(Short problem) Below are records; transcribe only the line with "the white table" and those after it, through the last line, without any change.

══ Exercise data

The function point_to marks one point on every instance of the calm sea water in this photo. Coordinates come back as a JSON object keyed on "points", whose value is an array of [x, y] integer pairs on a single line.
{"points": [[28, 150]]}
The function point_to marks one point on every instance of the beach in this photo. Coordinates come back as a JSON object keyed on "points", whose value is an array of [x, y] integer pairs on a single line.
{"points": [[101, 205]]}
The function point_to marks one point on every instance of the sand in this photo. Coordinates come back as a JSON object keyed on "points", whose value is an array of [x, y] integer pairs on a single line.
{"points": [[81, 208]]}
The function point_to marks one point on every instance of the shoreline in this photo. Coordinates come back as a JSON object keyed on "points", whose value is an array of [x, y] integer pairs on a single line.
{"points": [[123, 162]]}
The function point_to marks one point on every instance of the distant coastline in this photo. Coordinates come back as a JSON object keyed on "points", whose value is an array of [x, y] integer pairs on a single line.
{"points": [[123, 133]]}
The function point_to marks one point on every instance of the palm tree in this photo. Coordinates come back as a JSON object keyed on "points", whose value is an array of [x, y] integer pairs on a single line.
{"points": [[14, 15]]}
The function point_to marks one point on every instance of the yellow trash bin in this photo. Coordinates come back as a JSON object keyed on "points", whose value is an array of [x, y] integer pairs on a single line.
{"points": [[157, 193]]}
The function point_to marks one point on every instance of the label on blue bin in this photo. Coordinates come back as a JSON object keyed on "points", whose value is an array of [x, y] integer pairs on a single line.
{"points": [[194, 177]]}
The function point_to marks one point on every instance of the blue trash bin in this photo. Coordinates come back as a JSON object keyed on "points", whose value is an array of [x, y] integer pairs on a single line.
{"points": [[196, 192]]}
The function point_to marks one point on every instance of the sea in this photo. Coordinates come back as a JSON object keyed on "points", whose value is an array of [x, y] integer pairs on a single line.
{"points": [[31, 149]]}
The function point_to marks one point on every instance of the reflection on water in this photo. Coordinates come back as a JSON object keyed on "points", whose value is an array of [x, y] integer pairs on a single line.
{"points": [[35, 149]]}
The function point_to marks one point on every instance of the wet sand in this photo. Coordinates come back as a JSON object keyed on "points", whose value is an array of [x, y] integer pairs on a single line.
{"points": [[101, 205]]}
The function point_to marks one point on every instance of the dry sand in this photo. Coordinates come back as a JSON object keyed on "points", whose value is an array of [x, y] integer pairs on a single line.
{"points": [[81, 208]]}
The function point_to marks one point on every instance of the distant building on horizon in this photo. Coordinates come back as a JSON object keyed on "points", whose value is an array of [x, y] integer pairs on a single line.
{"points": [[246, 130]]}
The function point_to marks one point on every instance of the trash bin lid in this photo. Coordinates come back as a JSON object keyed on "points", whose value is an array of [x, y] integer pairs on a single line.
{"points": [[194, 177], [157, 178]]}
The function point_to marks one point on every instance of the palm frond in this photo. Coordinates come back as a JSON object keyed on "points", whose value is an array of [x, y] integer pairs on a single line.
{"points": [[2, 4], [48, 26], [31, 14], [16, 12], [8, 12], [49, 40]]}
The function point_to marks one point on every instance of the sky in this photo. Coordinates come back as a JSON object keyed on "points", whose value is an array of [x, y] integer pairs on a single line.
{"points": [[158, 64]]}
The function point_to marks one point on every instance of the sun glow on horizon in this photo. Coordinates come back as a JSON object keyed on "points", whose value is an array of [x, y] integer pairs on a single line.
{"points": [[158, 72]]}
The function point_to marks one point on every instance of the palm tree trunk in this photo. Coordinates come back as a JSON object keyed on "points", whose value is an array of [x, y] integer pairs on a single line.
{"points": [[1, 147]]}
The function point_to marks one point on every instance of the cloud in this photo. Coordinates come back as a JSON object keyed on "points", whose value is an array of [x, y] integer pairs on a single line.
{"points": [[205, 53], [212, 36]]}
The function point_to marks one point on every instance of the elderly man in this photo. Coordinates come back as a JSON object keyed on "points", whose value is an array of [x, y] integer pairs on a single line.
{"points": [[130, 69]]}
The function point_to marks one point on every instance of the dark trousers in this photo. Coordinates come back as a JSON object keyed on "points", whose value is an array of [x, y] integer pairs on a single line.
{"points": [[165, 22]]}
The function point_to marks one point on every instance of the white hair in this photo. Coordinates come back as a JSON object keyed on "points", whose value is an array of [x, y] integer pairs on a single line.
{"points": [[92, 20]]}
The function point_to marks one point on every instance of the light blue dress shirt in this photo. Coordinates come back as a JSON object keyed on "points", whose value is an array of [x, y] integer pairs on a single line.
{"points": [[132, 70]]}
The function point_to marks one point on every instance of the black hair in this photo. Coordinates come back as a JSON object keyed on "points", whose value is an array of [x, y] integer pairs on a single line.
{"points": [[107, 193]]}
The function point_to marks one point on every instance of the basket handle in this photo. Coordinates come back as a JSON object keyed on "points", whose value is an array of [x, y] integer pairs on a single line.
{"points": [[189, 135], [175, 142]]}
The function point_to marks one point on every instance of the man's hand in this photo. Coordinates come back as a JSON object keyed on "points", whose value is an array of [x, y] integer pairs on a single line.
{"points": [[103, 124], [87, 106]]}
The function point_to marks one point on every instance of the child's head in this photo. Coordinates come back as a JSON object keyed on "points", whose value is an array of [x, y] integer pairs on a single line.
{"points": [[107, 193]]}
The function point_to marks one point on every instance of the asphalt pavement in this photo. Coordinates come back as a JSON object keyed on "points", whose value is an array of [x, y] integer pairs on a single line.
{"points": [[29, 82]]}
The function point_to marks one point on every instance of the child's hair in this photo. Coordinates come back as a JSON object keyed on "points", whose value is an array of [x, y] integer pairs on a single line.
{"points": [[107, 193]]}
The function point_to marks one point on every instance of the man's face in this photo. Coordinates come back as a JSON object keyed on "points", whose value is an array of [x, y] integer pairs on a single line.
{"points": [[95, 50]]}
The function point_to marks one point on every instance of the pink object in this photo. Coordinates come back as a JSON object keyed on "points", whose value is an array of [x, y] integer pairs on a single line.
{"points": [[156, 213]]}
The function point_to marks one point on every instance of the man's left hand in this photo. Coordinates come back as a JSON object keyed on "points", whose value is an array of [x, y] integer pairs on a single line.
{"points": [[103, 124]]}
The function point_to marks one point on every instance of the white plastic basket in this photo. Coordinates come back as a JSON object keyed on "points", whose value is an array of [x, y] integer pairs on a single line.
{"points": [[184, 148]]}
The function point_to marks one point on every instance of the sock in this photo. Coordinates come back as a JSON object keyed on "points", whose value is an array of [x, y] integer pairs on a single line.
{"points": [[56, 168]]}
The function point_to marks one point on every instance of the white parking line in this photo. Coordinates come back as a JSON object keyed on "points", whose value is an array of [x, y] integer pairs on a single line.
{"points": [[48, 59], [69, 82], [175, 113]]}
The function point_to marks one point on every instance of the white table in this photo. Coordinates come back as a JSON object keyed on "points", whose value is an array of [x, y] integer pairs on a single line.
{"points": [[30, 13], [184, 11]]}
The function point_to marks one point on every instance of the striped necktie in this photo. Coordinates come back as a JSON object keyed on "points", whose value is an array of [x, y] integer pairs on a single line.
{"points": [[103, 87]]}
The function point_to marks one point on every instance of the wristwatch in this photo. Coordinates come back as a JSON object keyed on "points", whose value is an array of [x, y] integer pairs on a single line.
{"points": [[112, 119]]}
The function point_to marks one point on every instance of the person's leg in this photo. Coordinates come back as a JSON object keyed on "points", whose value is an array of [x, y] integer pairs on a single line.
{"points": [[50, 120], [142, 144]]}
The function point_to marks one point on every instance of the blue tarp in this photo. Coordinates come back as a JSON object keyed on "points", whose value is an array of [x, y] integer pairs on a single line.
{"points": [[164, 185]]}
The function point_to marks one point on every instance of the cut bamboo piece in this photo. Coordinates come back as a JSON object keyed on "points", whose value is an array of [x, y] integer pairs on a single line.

════

(Task result)
The function point_to marks one point on every instance of the white table in this photo. Coordinates come back as a JSON object keyed on "points", whose value is an array of [x, y] integer pairs on a single line.
{"points": [[30, 13], [184, 11]]}
The function point_to marks one point on every instance of the striped necktie in this photo. Coordinates come back as a JSON object keyed on "points", whose value is an array of [x, y] integer pairs on a single line.
{"points": [[103, 87]]}
The function point_to marks one point on every instance of the wristwatch in this photo. Coordinates come back as a JSON object keyed on "points", whose value is an array of [x, y] integer pairs on a single line.
{"points": [[112, 119]]}
The function point_to marks one point on every instance of the person's leg in this photo. Coordinates come back as a JSON object keyed on "points", whose value is an array of [x, y] integer pairs on a single line.
{"points": [[50, 120], [142, 144]]}
The function point_to marks one point on every instance of the blue tarp in this photo. Coordinates come back as a JSON object keyed on "points", whose value is an array of [x, y] integer pairs on a single line.
{"points": [[164, 185]]}
The function point_to marks one point on every instance of the cut bamboo piece in this photo. Coordinates come back as a JSON object keyed on "points", whose value is an array of [x, y] integer pairs on a single line.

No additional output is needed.